## Task to carry out
Print the entries verbatim, leaving out the images they contain.

## Available data
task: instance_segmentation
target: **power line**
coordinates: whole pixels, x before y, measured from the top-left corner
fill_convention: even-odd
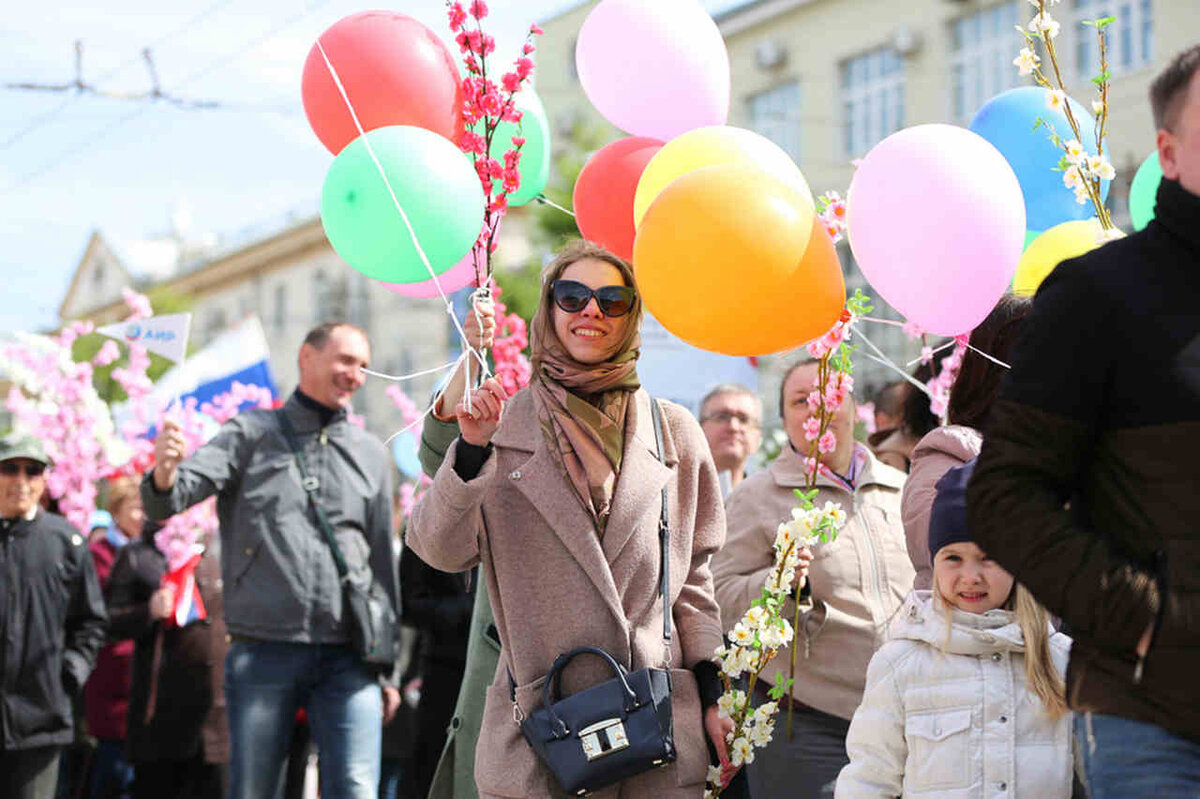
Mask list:
[[[239,49],[234,50],[233,52],[229,53],[228,55],[223,56],[204,67],[201,67],[200,70],[198,70],[197,72],[194,72],[191,75],[189,75],[188,77],[184,78],[182,81],[179,82],[179,84],[178,84],[179,88],[184,88],[188,84],[193,83],[197,80],[200,80],[201,78],[215,72],[216,70],[221,69],[222,67],[232,63],[233,61],[237,60],[245,53],[253,50],[254,48],[258,47],[263,42],[265,42],[268,39],[275,36],[277,33],[279,33],[284,28],[287,28],[287,27],[295,24],[296,22],[299,22],[301,19],[308,16],[313,11],[316,11],[318,8],[320,8],[324,5],[327,5],[329,2],[330,2],[330,0],[316,0],[311,5],[306,4],[303,11],[301,11],[297,14],[293,14],[292,16],[285,19],[283,22],[279,23],[278,25],[275,25],[274,27],[269,28],[265,33],[260,34],[259,36],[250,40],[246,44],[242,45],[242,47],[240,47]],[[15,182],[13,182],[12,184],[10,184],[8,186],[6,191],[13,191],[14,189],[19,189],[24,186],[27,186],[35,178],[41,177],[42,175],[46,174],[47,172],[50,172],[50,171],[56,169],[58,166],[71,160],[72,158],[79,155],[83,151],[94,149],[94,146],[97,141],[111,135],[118,128],[124,126],[125,123],[142,116],[148,110],[150,110],[150,108],[152,108],[152,107],[153,107],[152,105],[142,105],[142,106],[137,107],[134,111],[126,114],[125,116],[122,116],[120,119],[118,119],[113,124],[108,125],[105,128],[102,128],[97,133],[89,135],[86,140],[81,141],[79,143],[79,146],[77,146],[71,150],[68,150],[66,153],[64,153],[63,155],[54,159],[53,161],[43,164],[41,167],[34,170],[33,172],[30,172],[30,173],[24,175],[23,177],[18,178]],[[0,148],[0,149],[3,149],[3,148]]]
[[[232,2],[233,2],[233,0],[217,0],[217,2],[208,6],[203,11],[201,11],[199,14],[196,14],[195,16],[189,18],[183,24],[179,25],[178,27],[168,31],[167,33],[158,37],[154,41],[150,42],[150,44],[146,45],[146,47],[143,48],[143,52],[145,52],[146,50],[149,50],[152,47],[157,47],[160,44],[164,44],[165,42],[168,42],[171,39],[174,39],[179,34],[184,33],[188,30],[191,30],[197,24],[204,21],[208,17],[212,16],[217,11],[219,11],[220,9],[224,8],[225,6],[229,5]],[[59,105],[55,106],[54,108],[51,108],[49,111],[45,111],[45,112],[39,114],[38,116],[34,117],[29,122],[29,124],[27,124],[25,127],[18,130],[12,136],[9,136],[7,139],[5,139],[3,143],[0,143],[0,152],[3,152],[4,150],[7,150],[8,148],[12,147],[14,144],[16,144],[21,139],[28,136],[33,131],[37,130],[38,128],[42,127],[46,123],[53,120],[55,117],[57,117],[63,111],[65,111],[67,108],[69,108],[71,105],[73,105],[80,98],[80,96],[82,96],[82,94],[83,94],[82,89],[84,88],[83,78],[82,78],[82,73],[83,73],[82,50],[83,50],[83,43],[79,42],[79,41],[75,42],[75,82],[73,84],[68,84],[68,88],[70,88],[70,87],[76,88],[77,89],[76,93],[73,96],[68,97],[66,100],[64,100]],[[124,72],[128,67],[132,66],[133,64],[136,64],[140,58],[141,58],[141,55],[133,56],[131,58],[126,59],[125,61],[121,62],[116,67],[114,67],[113,69],[108,70],[103,75],[101,75],[99,78],[97,78],[96,83],[97,84],[104,83],[104,81],[108,80],[109,78],[113,77],[114,75],[118,75],[121,72]]]

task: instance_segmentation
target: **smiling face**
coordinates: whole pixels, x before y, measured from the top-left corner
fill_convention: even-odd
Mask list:
[[[371,348],[361,331],[335,327],[321,346],[300,347],[300,390],[327,408],[344,408],[362,388],[362,369],[370,360]]]
[[[46,491],[45,467],[29,458],[13,458],[0,465],[4,467],[0,470],[0,518],[28,516]]]
[[[818,366],[815,362],[797,366],[783,381],[783,430],[788,441],[797,452],[807,455],[809,441],[804,437],[804,423],[813,415],[808,404],[808,395],[816,391]],[[837,449],[821,456],[825,465],[839,473],[844,472],[854,450],[854,398],[847,397],[833,416],[830,430],[837,436]]]
[[[575,280],[590,289],[603,286],[624,286],[621,270],[598,258],[581,258],[563,269],[559,280]],[[553,302],[553,301],[551,301]],[[621,348],[632,314],[605,316],[596,298],[576,313],[554,308],[554,333],[567,353],[579,363],[594,364],[609,360]]]
[[[1003,607],[1013,576],[970,541],[946,544],[933,559],[933,581],[949,604],[968,613]]]
[[[1158,157],[1163,175],[1200,196],[1200,71],[1188,82],[1171,130],[1158,132]]]
[[[708,439],[719,472],[745,469],[762,443],[762,407],[758,397],[739,392],[717,394],[704,404],[700,429]]]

## Task solution
task: instance_segmentation
target: **power line**
coordinates: whole pixels, x before y, measured from the top-left corner
fill_convention: even-odd
Mask list:
[[[239,49],[234,50],[233,52],[229,53],[228,55],[223,56],[204,67],[201,67],[200,70],[198,70],[197,72],[194,72],[191,75],[189,75],[188,77],[184,78],[182,81],[179,82],[179,84],[178,84],[179,88],[184,88],[188,84],[193,83],[197,80],[200,80],[201,78],[215,72],[216,70],[221,69],[222,67],[232,63],[233,61],[237,60],[245,53],[253,50],[254,48],[258,47],[263,42],[265,42],[268,39],[275,36],[277,33],[279,33],[284,28],[287,28],[287,27],[295,24],[296,22],[299,22],[301,19],[308,16],[313,11],[316,11],[318,8],[320,8],[324,5],[327,5],[329,2],[330,2],[330,0],[316,0],[311,5],[306,4],[303,11],[301,11],[297,14],[293,14],[292,16],[285,19],[283,22],[279,23],[278,25],[275,25],[274,27],[269,28],[265,33],[260,34],[259,36],[250,40],[246,44],[242,45],[242,47],[240,47]],[[15,182],[13,182],[12,184],[10,184],[8,186],[6,191],[13,191],[14,189],[19,189],[24,186],[27,186],[35,178],[41,177],[42,175],[46,174],[47,172],[50,172],[50,171],[56,169],[58,166],[71,160],[72,158],[79,155],[83,151],[94,149],[94,146],[97,141],[111,135],[118,128],[124,126],[125,123],[142,116],[148,110],[150,110],[150,108],[152,108],[152,107],[153,107],[152,105],[142,105],[142,106],[137,107],[134,111],[126,114],[125,116],[122,116],[120,119],[118,119],[113,124],[108,125],[105,128],[102,128],[97,133],[89,135],[86,140],[81,141],[79,143],[79,146],[77,146],[71,150],[68,150],[66,153],[64,153],[63,155],[54,159],[53,161],[43,164],[41,167],[34,170],[33,172],[30,172],[30,173],[24,175],[23,177],[18,178]],[[0,148],[0,149],[3,149],[3,148]]]
[[[232,2],[233,2],[233,0],[217,0],[217,2],[208,6],[203,11],[201,11],[199,14],[196,14],[195,16],[189,18],[183,24],[179,25],[178,27],[168,31],[167,33],[158,37],[154,41],[150,42],[150,44],[146,45],[146,47],[143,48],[143,52],[145,52],[146,50],[149,50],[152,47],[157,47],[160,44],[164,44],[165,42],[168,42],[171,39],[174,39],[179,34],[184,33],[188,30],[191,30],[197,24],[204,21],[208,17],[212,16],[217,11],[219,11],[220,9],[224,8],[225,6],[229,5]],[[59,105],[55,106],[54,108],[51,108],[49,111],[45,111],[45,112],[39,114],[38,116],[34,117],[29,122],[29,124],[27,124],[25,127],[18,130],[12,136],[9,136],[7,139],[5,139],[3,143],[0,143],[0,152],[3,152],[4,150],[7,150],[8,148],[12,147],[14,144],[16,144],[21,139],[28,136],[33,131],[37,130],[38,128],[42,127],[46,123],[53,120],[55,117],[57,117],[63,111],[65,111],[67,108],[69,108],[71,105],[73,105],[80,98],[80,96],[82,96],[82,94],[83,94],[82,89],[84,88],[83,78],[82,78],[82,73],[83,73],[82,50],[83,50],[83,43],[79,42],[79,41],[75,42],[75,82],[73,84],[68,84],[68,88],[70,88],[70,87],[76,88],[77,89],[76,93],[73,96],[68,97],[66,100],[64,100]],[[124,72],[128,67],[132,66],[133,64],[136,64],[140,58],[141,58],[141,55],[133,56],[131,58],[126,59],[125,61],[121,62],[116,67],[114,67],[113,69],[108,70],[103,75],[101,75],[99,78],[97,78],[96,83],[97,84],[104,83],[104,81],[108,80],[109,78],[113,77],[114,75],[118,75],[121,72]]]

task: instance_segmentation
target: **smiling face**
coordinates: whole pixels, x before y, measured from the top-left corner
fill_convention: even-odd
Mask list:
[[[371,348],[361,331],[335,327],[321,346],[300,347],[300,390],[327,408],[344,408],[362,388],[362,369],[370,360]]]
[[[46,491],[45,467],[29,458],[13,458],[0,465],[4,467],[0,470],[0,518],[28,516]]]
[[[818,366],[815,362],[797,366],[783,381],[783,430],[788,441],[797,452],[807,455],[809,441],[804,437],[804,423],[813,415],[808,404],[808,395],[816,391]],[[837,449],[821,456],[825,465],[839,473],[844,472],[854,450],[854,398],[847,397],[833,416],[830,430],[837,436]]]
[[[575,280],[590,289],[603,286],[624,286],[621,270],[598,258],[581,258],[563,269],[559,280]],[[553,302],[553,301],[551,301]],[[621,348],[632,314],[605,316],[596,298],[576,313],[554,308],[554,333],[567,353],[579,363],[594,364],[609,360]]]
[[[1003,607],[1013,576],[970,541],[946,544],[933,559],[933,581],[949,604],[968,613]]]
[[[1158,157],[1163,175],[1200,196],[1200,71],[1188,82],[1171,130],[1158,132]]]
[[[708,439],[719,472],[745,469],[762,443],[762,407],[758,397],[739,392],[717,394],[704,404],[700,429]]]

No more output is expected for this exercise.